§ **Work task**:
Each line from the one containing "Task: point out the metal" through the final line of the records is to be repeated exactly, with no additions.

[Stored data entries]

== Segment start ==

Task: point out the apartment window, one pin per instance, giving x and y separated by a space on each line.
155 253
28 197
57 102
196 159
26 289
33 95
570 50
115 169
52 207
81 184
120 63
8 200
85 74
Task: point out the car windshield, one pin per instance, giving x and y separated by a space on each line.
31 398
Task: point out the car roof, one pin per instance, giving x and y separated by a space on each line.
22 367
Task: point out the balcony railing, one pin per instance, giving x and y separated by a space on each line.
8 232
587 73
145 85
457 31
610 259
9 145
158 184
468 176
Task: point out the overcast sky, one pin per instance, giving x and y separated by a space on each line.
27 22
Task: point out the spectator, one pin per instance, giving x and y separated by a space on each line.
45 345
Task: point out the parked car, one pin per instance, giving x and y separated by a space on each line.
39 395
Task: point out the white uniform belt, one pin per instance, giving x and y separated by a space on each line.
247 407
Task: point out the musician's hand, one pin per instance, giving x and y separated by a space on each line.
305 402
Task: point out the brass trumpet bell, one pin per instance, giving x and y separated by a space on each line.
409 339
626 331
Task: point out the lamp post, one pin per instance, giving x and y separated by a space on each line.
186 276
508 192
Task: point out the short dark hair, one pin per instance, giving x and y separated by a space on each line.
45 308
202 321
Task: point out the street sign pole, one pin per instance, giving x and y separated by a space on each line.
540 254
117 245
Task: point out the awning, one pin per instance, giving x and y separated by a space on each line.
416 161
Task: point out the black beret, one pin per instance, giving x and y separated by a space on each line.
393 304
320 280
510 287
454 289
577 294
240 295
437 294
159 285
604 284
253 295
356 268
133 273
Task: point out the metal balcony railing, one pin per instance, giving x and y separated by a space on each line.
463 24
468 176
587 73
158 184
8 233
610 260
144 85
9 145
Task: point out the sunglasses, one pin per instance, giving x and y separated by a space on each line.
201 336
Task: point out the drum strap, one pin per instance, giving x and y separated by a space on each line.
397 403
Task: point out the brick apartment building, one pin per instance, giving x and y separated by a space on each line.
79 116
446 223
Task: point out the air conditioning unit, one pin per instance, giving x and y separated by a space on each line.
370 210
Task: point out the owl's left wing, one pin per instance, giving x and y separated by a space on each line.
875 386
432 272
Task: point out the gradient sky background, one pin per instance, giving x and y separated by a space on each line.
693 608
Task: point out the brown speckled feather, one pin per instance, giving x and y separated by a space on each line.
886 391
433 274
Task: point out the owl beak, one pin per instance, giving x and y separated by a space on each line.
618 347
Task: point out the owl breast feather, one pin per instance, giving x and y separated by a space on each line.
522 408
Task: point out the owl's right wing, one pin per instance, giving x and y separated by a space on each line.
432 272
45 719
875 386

== Segment end ==

§ **Output for this task**:
Task: point out the metal balcony railing, one pin per instance, giving x and y separated by a space on each line.
463 24
468 176
587 73
158 184
8 233
610 260
144 85
9 145
Task: point out the sunglasses, one pin per instance, giving x and y separated by a space on each line.
201 336
Task: point out the drum strap, one pin per instance, giving x and y separated by a space on each line.
397 403
Task: point out the brick apartment building, one pin per instance, giving x and y separated by a space on each line.
79 116
446 223
Task: point out the air conditioning unit, one pin per instance, giving x and y separated by a space on each line.
370 210
Task: point out the owl's left wing, one pin per instance, giving x and y separated by a space on each line.
875 386
432 272
Task: point out the gradient sky background, one pin per instance, giving x and y separated by a space on each line.
693 608
Task: point out the brown speckled feather, one pin per instance, giving x and y separated by a space on each line.
886 391
433 274
Task: point out the owl beak, one pin per instance, giving x and y separated by a space on each line.
618 347
Task: point out the owl breast feather, one pin per instance, giving x and y separated by a space on each line.
522 408
Task: point out the owl's right wing, one pin per instance, giving x and y separated by a space on each line.
432 272
45 719
875 386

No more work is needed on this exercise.